### PASSAGE SHOWN
- - -

# 120g African tank video. 22 months after setup



## jbyoung00008 (May 16, 2011)

Hey everyone. I just edited my first video so I thought Id share it. I have this video posted in my tank journal but since I cant edit the title of my thread to tell people I posted a new video I figured Id post it here. I hope im not breaking any BCaquaria rules.

Hope you enjoy  




Happy fish Keeping
Justin


----------



## Tony_B (Apr 24, 2010)

Nice tank! The plants look good... Some real some fake! But still looks good. Everyone looks to be happy together!
I see that you have fish other then malawi africans in ur tank. 
Just be aware that fish from other areas of the world require different water parameters and don't usually like the busy nature of malawi cichlids... 
But like the tank man!


----------



## jbyoung00008 (May 16, 2011)

Tony_B said:


> Nice tank! The plants look good... Some real some fake! But still looks good. Everyone looks to be happy together!
> I see that you have fish other then malawi africans in ur tank.
> Just be aware that fish from other areas of the world require different water parameters and don't usually like the busy nature of malawi cichlids...
> But like the tank man!

- - -

### RECORDS
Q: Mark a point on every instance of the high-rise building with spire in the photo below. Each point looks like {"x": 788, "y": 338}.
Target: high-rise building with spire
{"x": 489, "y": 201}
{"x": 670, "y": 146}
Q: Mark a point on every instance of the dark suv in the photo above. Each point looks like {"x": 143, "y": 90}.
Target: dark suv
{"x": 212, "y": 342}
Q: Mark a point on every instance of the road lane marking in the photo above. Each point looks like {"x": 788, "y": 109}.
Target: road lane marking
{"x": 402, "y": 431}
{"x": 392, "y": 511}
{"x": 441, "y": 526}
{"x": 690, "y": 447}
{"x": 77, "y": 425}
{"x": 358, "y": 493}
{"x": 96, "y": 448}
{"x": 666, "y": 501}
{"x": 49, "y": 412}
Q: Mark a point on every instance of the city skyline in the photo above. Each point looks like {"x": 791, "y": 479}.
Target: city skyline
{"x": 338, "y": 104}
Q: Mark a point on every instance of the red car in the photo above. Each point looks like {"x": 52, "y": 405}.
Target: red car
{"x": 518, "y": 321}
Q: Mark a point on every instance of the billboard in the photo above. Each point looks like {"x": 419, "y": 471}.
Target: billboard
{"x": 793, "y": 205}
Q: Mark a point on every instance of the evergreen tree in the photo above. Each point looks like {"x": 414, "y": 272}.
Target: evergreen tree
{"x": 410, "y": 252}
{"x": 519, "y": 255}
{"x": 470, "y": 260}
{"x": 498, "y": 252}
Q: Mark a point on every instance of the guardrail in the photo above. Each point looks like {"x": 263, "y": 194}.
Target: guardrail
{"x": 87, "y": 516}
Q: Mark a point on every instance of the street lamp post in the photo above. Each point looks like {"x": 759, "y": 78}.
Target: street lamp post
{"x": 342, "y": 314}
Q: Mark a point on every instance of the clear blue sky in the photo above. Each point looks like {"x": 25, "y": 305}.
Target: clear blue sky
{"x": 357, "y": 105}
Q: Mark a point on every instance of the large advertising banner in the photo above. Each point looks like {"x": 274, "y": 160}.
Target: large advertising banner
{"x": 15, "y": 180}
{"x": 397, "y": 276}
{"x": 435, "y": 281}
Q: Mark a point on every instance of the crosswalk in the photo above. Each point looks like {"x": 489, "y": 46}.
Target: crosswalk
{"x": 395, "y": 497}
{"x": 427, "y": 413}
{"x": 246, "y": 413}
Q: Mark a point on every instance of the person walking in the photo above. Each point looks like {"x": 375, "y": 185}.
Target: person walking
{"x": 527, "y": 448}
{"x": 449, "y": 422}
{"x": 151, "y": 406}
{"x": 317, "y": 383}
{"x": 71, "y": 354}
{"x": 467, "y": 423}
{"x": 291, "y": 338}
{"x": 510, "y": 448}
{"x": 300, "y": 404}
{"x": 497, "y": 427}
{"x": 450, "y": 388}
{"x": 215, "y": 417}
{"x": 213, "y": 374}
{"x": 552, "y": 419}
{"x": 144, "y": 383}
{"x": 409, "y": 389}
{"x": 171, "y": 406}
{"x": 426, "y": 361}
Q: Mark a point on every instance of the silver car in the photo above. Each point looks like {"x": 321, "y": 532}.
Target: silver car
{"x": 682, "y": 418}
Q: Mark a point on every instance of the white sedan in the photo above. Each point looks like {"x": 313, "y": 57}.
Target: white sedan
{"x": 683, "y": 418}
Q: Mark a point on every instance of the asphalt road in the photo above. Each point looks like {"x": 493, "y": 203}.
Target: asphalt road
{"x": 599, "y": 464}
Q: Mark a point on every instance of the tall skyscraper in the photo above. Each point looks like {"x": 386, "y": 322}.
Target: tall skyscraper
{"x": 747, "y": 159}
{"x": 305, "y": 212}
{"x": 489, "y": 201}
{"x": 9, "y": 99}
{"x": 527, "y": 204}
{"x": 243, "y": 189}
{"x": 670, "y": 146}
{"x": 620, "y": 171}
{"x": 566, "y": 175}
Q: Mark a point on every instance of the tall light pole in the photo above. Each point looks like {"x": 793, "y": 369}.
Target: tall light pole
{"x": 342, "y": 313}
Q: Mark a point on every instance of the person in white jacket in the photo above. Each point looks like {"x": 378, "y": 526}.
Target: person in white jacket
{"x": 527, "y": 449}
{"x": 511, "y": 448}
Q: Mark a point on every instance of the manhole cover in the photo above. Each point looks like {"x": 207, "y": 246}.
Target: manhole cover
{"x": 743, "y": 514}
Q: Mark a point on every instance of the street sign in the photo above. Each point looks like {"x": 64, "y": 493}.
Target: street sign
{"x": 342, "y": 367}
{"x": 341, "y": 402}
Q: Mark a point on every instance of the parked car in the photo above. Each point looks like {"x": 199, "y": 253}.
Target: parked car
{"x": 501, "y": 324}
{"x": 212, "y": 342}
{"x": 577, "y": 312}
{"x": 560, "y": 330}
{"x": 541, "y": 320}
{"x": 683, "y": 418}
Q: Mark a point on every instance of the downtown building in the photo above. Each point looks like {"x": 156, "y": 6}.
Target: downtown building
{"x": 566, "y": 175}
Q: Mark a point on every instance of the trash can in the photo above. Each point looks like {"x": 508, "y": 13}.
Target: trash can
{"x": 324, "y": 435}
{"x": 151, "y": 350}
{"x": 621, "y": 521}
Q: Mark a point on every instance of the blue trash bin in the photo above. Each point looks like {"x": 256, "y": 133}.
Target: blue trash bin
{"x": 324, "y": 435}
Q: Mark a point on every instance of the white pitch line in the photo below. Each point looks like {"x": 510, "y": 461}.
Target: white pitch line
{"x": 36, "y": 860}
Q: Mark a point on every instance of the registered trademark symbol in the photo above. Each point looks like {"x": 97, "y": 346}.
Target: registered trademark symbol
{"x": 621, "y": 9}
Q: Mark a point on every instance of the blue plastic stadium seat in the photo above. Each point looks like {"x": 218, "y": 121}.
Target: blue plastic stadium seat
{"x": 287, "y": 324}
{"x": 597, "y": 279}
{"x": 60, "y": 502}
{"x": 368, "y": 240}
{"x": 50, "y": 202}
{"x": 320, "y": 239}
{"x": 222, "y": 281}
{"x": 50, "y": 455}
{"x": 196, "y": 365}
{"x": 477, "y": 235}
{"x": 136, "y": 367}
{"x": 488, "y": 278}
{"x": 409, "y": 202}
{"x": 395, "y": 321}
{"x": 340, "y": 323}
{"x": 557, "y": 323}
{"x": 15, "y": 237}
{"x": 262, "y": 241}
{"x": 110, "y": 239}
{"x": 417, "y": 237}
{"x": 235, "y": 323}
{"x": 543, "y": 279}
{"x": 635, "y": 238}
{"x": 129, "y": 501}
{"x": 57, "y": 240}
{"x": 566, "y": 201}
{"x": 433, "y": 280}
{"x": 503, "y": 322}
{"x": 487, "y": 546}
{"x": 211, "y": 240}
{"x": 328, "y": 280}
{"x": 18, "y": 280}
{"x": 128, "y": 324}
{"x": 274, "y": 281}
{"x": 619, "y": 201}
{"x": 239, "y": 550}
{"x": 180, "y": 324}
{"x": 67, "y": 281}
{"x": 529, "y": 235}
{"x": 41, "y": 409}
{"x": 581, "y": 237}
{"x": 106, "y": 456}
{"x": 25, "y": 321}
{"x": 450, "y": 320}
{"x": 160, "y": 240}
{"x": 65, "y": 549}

- - -

### WRITTEN INSTRUCTION 1
Translate this sentence from the aquarium thread into Spanish: "Everyone looks to be happy together!"
### WRITTEN INSTRUCTION 2
Answer these questions from the aquarium thread:
(a) How many months after setup was the tank video made?
(b) Where else did the first poster say the video was already posted?
(c) What does Tony_B say about the plants?
### WRITTEN INSTRUCTION 3
Rewrite the aquarium thread from "# 120g African" to "any BCaquaria rules.", replacing "tank journal" with "build log".

### CORRECT OUTPUT 1
¡Todos parecen estar felices juntos!

### CORRECT OUTPUT 2
(a) 22 months.
(b) In his tank journal.
(c) They look good, and some are real while some are fake.

### CORRECT OUTPUT 3
# 120g African tank video. 22 months after setup



## jbyoung00008 (May 16, 2011)

Hey everyone. I just edited my first video so I thought Id share it. I have this video posted in my build log but since I cant edit the title of my thread to tell people I posted a new video I figured Id post it here. I hope im not breaking any BCaquaria rules.